OBJECTIVE ->
Copy the stretch of rows below from the line containing "Highlight the dried ornamental grass." through the line containing "0 0 1264 237", both included, without changing anything.

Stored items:
>> Begin

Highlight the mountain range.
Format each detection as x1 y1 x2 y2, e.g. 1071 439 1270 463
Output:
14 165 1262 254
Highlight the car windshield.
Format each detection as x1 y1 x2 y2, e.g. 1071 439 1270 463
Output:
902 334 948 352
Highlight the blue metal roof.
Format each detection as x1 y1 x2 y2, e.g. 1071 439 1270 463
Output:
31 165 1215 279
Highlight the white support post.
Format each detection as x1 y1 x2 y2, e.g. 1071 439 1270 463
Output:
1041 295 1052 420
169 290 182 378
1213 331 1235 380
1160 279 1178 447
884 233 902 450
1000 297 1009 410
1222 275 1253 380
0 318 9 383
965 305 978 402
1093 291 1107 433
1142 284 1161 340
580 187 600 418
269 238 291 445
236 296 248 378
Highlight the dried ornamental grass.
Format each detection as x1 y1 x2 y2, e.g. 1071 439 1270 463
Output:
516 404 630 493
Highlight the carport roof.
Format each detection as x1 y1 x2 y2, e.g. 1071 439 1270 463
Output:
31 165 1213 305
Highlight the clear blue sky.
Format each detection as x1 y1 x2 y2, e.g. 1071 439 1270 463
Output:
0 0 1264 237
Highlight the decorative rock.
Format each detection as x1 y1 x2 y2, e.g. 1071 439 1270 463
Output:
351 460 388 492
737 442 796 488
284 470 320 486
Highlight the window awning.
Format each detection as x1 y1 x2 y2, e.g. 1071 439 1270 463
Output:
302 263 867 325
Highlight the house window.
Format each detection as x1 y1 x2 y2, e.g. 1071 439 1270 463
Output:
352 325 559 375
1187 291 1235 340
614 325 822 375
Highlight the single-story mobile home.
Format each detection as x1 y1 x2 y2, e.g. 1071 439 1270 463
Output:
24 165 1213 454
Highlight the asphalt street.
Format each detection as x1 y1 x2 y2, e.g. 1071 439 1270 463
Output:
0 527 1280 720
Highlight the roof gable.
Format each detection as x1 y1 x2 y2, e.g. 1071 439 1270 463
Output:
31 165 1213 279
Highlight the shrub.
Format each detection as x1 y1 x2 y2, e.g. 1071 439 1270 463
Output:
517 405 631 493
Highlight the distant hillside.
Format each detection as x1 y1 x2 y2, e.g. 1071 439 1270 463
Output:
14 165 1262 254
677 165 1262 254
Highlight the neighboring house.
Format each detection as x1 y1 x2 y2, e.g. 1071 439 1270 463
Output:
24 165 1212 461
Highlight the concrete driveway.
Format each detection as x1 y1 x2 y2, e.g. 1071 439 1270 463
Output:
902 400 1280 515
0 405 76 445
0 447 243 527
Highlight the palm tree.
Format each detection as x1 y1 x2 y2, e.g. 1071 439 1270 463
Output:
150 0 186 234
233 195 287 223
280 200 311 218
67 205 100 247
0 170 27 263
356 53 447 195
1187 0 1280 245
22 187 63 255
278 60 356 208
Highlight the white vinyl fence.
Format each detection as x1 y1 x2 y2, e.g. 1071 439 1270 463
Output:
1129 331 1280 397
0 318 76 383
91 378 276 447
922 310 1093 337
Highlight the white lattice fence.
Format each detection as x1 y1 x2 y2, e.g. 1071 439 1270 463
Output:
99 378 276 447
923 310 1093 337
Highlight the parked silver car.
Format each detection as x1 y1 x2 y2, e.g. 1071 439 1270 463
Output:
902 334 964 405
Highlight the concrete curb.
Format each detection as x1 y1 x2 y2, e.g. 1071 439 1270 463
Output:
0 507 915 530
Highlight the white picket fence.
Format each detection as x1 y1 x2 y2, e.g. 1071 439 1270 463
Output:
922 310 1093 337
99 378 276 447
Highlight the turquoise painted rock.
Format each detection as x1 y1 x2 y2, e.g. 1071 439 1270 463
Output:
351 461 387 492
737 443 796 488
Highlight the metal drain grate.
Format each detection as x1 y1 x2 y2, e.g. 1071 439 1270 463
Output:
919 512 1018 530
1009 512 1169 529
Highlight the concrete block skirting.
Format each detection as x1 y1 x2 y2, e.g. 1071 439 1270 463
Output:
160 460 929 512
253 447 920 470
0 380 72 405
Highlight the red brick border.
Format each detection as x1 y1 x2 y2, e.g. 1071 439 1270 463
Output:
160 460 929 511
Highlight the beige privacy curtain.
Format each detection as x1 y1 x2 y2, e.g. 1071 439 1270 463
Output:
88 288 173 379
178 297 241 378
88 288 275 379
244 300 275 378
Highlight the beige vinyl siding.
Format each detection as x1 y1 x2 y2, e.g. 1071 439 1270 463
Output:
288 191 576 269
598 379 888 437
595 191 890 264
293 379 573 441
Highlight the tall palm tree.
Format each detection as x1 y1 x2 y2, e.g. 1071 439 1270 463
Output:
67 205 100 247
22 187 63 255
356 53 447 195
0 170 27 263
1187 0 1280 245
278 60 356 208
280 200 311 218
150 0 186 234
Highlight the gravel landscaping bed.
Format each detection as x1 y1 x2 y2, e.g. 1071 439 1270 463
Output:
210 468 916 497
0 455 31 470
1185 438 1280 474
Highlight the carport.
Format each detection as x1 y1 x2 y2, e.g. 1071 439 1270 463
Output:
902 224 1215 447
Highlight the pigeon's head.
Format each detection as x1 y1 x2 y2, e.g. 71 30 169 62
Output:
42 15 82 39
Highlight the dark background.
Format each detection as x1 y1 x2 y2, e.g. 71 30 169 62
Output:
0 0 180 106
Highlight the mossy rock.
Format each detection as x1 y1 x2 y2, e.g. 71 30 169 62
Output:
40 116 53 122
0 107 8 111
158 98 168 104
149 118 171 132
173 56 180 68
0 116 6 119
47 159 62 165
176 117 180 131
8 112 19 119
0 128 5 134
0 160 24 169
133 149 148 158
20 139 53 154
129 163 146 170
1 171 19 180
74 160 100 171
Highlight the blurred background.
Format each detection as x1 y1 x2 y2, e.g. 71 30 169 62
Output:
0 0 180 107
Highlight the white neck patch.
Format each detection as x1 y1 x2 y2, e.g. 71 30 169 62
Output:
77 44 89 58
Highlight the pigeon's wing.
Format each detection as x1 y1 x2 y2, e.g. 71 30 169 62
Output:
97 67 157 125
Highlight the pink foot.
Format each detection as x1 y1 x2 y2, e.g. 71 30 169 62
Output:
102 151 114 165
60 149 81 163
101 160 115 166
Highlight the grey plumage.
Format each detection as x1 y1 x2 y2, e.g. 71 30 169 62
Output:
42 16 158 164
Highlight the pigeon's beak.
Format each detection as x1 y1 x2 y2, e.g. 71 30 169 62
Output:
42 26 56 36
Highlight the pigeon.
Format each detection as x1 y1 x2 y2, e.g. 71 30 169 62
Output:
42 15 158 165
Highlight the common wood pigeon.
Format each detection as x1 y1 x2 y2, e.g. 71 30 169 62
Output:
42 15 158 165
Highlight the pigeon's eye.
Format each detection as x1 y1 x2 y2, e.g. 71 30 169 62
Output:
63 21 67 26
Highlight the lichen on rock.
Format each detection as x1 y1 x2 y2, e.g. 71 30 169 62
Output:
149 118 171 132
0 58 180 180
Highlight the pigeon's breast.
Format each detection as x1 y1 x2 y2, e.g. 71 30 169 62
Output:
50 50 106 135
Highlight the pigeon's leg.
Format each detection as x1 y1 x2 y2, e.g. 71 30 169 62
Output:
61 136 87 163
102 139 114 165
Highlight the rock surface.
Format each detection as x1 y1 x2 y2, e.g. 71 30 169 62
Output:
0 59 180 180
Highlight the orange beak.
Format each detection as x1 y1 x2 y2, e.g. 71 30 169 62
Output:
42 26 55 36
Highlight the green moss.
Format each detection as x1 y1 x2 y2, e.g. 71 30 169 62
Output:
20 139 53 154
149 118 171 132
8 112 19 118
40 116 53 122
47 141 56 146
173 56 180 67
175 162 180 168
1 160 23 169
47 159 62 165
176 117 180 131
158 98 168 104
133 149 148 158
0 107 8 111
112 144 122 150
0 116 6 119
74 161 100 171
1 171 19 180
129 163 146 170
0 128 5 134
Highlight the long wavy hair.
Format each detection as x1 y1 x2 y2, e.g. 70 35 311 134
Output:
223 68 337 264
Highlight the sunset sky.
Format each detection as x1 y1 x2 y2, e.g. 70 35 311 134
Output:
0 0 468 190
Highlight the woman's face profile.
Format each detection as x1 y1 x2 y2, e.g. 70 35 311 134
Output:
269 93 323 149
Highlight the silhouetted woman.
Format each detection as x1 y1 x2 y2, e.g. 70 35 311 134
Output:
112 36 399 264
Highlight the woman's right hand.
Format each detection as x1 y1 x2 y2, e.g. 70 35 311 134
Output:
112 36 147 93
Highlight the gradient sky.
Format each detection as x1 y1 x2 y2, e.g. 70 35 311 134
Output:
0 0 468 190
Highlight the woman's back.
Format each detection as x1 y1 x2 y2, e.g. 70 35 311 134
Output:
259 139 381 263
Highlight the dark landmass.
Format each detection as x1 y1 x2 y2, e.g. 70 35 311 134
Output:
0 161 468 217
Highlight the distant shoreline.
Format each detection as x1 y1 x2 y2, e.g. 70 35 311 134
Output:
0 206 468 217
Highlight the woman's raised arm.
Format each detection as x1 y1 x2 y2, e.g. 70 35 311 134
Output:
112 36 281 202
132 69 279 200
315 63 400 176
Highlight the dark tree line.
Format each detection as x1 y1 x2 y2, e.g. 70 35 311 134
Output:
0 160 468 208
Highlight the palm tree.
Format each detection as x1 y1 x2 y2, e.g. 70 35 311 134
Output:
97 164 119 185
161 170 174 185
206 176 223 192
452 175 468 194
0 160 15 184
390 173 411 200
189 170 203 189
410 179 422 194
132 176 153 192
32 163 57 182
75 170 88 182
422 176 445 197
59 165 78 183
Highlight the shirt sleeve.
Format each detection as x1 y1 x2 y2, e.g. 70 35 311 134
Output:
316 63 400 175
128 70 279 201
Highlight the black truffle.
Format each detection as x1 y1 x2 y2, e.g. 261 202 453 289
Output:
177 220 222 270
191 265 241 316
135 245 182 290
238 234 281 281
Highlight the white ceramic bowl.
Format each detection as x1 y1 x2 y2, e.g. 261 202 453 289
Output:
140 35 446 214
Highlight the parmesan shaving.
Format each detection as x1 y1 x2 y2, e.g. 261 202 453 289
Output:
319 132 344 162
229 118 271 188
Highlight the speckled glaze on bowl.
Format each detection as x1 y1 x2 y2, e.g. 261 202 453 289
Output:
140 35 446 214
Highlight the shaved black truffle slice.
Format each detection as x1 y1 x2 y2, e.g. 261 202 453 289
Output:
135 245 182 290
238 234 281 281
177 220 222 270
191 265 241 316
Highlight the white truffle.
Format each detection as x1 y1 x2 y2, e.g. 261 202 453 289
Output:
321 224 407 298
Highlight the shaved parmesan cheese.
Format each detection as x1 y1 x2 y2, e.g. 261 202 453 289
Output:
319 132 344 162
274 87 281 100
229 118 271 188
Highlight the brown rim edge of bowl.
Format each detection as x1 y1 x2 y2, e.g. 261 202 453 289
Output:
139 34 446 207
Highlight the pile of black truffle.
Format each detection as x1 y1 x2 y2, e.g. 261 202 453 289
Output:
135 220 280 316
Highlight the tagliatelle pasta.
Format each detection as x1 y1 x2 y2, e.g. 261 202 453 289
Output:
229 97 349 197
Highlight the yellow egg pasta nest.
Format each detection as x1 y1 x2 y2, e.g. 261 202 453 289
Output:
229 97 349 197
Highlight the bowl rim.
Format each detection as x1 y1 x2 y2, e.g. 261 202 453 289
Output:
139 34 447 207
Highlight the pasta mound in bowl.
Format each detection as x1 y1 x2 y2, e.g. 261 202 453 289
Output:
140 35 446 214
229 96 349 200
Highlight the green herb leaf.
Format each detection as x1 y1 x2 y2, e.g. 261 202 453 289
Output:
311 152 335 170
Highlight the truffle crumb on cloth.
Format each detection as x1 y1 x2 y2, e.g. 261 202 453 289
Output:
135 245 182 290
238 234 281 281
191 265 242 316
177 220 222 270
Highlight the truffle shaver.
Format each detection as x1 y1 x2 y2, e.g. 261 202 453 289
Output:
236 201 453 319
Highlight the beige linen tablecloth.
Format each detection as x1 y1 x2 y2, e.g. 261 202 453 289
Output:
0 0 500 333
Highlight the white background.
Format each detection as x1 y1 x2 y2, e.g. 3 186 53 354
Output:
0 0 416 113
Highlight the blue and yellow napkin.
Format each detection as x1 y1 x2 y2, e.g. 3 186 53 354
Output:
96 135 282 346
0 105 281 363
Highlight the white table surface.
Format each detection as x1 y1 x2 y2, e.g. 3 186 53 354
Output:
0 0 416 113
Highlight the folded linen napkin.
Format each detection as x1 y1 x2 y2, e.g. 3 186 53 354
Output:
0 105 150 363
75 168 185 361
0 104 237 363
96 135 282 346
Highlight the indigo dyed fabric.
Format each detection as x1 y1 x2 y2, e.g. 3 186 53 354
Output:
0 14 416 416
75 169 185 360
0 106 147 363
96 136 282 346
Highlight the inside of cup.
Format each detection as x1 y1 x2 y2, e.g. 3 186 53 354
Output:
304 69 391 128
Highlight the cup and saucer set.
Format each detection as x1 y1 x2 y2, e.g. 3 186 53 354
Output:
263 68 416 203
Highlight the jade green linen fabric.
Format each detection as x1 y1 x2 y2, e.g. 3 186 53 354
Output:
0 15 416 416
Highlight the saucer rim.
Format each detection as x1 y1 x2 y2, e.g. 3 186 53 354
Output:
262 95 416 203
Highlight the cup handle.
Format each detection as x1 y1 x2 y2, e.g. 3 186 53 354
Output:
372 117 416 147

>> End

ANSWER BELOW ->
Highlight the dried ornamental grass.
Format each detection as x1 y1 x2 y2, e.g. 1071 439 1270 463
Output:
516 404 630 493
Highlight the carport roof.
Format each detection as x1 y1 x2 y2, e.g. 1071 439 1270 463
Output:
31 165 1213 305
Highlight the clear blue sky.
Format each detection as x1 y1 x2 y2, e.g. 1071 439 1270 463
Output:
0 0 1264 237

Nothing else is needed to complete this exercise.